*Task*. Reproduce the data below word for word, keeping every line in its original order.

*Material to process*.
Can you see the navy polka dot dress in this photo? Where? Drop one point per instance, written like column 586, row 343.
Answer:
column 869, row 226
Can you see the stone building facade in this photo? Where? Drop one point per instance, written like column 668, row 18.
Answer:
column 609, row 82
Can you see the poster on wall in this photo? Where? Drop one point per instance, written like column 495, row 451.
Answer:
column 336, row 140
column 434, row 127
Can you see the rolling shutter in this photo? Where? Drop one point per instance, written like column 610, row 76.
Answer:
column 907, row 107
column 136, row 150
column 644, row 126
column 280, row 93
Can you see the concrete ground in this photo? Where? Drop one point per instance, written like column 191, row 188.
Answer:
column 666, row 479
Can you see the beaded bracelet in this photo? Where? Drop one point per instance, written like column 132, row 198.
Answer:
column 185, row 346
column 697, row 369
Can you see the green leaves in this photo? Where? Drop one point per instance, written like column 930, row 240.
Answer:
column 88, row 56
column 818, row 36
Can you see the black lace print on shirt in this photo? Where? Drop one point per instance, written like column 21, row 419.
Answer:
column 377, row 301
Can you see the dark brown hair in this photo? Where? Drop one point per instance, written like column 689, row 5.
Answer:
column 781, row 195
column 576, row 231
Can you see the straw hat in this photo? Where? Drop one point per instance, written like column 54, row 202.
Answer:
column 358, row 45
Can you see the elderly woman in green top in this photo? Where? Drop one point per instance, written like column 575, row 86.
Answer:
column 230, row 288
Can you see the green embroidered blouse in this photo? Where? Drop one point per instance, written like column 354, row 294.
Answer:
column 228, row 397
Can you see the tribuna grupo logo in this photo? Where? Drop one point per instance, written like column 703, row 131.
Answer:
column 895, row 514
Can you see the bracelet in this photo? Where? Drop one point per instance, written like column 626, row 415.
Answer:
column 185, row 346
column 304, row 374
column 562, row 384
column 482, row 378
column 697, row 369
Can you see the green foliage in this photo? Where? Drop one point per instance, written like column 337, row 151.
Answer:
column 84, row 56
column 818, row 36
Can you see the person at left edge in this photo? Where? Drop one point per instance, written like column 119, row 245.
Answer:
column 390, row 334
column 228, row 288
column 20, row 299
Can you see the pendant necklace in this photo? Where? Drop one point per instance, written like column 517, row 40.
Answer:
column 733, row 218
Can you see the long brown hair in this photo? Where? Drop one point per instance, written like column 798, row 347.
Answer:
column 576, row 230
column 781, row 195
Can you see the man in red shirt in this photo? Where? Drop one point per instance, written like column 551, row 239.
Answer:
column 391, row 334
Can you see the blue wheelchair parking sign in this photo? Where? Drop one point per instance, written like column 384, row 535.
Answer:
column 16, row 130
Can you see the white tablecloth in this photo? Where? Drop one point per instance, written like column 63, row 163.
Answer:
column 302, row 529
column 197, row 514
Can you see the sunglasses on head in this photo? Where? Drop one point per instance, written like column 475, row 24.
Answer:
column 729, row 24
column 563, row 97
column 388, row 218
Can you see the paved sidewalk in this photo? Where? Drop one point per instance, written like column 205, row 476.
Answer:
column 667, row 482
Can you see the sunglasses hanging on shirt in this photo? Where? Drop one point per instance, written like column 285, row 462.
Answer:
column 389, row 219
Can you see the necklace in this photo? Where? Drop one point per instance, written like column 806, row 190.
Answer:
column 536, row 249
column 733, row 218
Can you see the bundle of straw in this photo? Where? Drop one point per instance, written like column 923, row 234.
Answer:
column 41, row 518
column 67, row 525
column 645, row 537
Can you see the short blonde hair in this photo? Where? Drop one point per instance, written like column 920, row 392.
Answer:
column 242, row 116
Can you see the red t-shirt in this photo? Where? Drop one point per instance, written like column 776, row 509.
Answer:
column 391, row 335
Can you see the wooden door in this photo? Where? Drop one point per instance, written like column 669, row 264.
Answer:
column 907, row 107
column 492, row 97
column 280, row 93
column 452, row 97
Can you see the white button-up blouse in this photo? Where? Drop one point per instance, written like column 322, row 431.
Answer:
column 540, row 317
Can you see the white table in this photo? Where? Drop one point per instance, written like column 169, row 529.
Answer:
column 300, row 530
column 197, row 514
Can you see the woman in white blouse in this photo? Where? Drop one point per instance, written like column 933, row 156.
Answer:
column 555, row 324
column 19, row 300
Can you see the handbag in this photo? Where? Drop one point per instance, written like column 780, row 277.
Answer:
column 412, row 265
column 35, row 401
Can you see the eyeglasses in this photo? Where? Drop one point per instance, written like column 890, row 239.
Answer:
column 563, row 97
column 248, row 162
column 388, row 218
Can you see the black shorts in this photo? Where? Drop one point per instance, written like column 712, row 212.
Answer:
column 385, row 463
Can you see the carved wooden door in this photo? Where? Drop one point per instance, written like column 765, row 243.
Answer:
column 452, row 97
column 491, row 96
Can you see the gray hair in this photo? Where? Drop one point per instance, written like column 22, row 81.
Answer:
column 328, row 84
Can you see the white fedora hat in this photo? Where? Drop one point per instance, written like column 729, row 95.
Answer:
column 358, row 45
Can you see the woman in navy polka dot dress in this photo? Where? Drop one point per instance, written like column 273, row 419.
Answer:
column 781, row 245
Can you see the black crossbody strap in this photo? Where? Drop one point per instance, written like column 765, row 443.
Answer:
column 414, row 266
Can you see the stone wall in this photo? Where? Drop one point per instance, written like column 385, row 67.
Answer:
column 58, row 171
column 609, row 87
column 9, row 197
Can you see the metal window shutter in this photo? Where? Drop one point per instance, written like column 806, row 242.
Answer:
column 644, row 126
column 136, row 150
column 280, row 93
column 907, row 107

*Result for this exercise*.
Can you see the navy polka dot dress in this photo? Where? Drop one point per instance, written like column 586, row 343.
Answer:
column 869, row 226
Can you see the stone building facade in this photo? Where? Drop one point per instance, written like column 668, row 18.
Answer:
column 609, row 82
Can you see the poster on wall in this photo? Where? Drop one point per instance, written like column 495, row 451.
Answer:
column 336, row 140
column 434, row 127
Can you see the rolling shutter in this photo? Where? Drop one point per instance, written like column 610, row 76.
Answer:
column 907, row 107
column 136, row 150
column 644, row 126
column 280, row 93
Can you see the concrete ground in this photo? Where? Drop one point per instance, written like column 191, row 188.
Answer:
column 666, row 479
Can you see the beaded bracelet in this photo? Where? Drop one point per instance, written like column 132, row 198.
Answer:
column 185, row 346
column 697, row 369
Can you see the green leaves in this photo? Where? Drop one point per instance, written like column 930, row 240.
Answer:
column 88, row 56
column 818, row 36
Can you see the black lace print on shirt in this photo? Where? Drop one point per instance, written like column 21, row 419.
Answer:
column 377, row 301
Can you see the dark brown hair in this photo? Where? Drop one point per instance, written like column 689, row 5.
Answer:
column 781, row 195
column 576, row 231
Can you see the straw hat in this photo? Where? Drop one point per instance, written like column 54, row 202.
Answer:
column 358, row 45
Can you see the elderly woman in green top in this photo? Where? Drop one point per instance, written like column 575, row 86.
Answer:
column 230, row 288
Can you see the green embroidered blouse in this photo? Where? Drop one point per instance, written like column 354, row 294.
Answer:
column 228, row 397
Can you see the tribuna grupo logo in this photo? Where? Drop one point per instance, written like column 703, row 131.
Answer:
column 895, row 514
Can you see the bracelet in this photo? Where? Drop one point per instance, written like column 626, row 415.
Answer:
column 185, row 346
column 304, row 374
column 562, row 384
column 482, row 378
column 697, row 369
Can you see the green foliage in this photo? Where? Drop one point per instance, written like column 337, row 151.
Answer:
column 84, row 56
column 818, row 36
Can you see the person at left edge in this photo? Where? Drop one point per instance, written like column 119, row 245.
Answer:
column 390, row 334
column 228, row 288
column 20, row 299
Can you see the pendant necklace in this photo? Where? Drop one point per instance, written like column 517, row 40.
Answer:
column 733, row 218
Can you see the long brown hair in this photo? Where? Drop one point per instance, written like column 798, row 347.
Answer:
column 576, row 230
column 781, row 195
Can you see the man in red shirt in this photo? Where? Drop one point per instance, written like column 551, row 239.
Answer:
column 391, row 334
Can you see the blue wheelchair parking sign in this photo? Where? Drop one point per instance, written like column 384, row 535.
Answer:
column 16, row 130
Can you see the white tablecloth in this photo? Where? Drop one point per instance, written like column 63, row 163.
Answer:
column 302, row 529
column 197, row 514
Can you see the sunglasses on head in this photo? Where? Drop one point per instance, written like column 475, row 24.
Answer:
column 729, row 24
column 563, row 97
column 388, row 218
Can you see the paved sidewalk in this photo? Where? Drop one point per instance, written like column 205, row 476.
Answer:
column 667, row 482
Can you see the sunglasses hanging on shirt in this photo? Where? Drop one point per instance, written like column 285, row 462.
Answer:
column 389, row 219
Can you see the necklace in this photo? Where? Drop one point per instance, written like column 806, row 190.
Answer:
column 536, row 249
column 733, row 218
Can you see the bundle of straw in this photo? Where? Drop one point per instance, written like column 923, row 234.
Answer:
column 41, row 518
column 67, row 525
column 645, row 537
Can you see the short blonde hair in this photo? Where? Drop one point per instance, written like column 920, row 392.
Answer:
column 242, row 116
Can you see the red t-shirt in this photo? Where? Drop one point per instance, written like column 776, row 509.
Answer:
column 391, row 335
Can you see the wooden door in this photo? Where? Drop one point per instance, written like column 669, row 264.
Answer:
column 907, row 107
column 492, row 97
column 280, row 93
column 452, row 97
Can you see the white button-up blouse in this photo? Where? Drop one point per instance, written like column 322, row 431.
Answer:
column 540, row 317
Can you see the white table in this photo? Where? Drop one point per instance, written like column 169, row 529.
Answer:
column 300, row 530
column 197, row 514
Can you see the woman in white blouse in this photo? Where? Drop one point per instance, written like column 933, row 156.
Answer:
column 555, row 324
column 19, row 300
Can you see the handbag in this photo? Where? Drop one point per instance, written like column 780, row 277.
Answer:
column 412, row 265
column 35, row 401
Can you see the eyeglasses in this photo? Where? Drop one point per instance, written like column 890, row 239.
Answer:
column 563, row 97
column 248, row 162
column 388, row 218
Can you see the black shorts in this photo? Where? Drop one point per instance, written like column 712, row 212.
Answer:
column 385, row 463
Can you see the carved wooden door in this photo? Where? Drop one point per instance, written like column 765, row 243.
Answer:
column 452, row 97
column 491, row 96
Can you see the gray hair in this photo? Where? Drop one point per instance, written like column 22, row 81.
Answer:
column 328, row 84
Can you see the white fedora hat in this photo? Where? Drop one point per instance, written like column 729, row 95.
Answer:
column 358, row 45
Can you see the woman in navy polka dot dress in this photo? Where? Drop one point per instance, written like column 273, row 419.
Answer:
column 781, row 245
Can you see the black crossbody strap in this photo? Where? Drop one point per instance, written like column 765, row 443.
Answer:
column 414, row 266
Can you see the stone wall in this photo? Where? Drop one point per instance, written like column 385, row 67.
Answer:
column 58, row 171
column 609, row 87
column 9, row 197
Can you see the metal window shutter in this photo? Where? Drop one point per instance, written like column 806, row 242.
Answer:
column 644, row 126
column 136, row 150
column 280, row 93
column 907, row 107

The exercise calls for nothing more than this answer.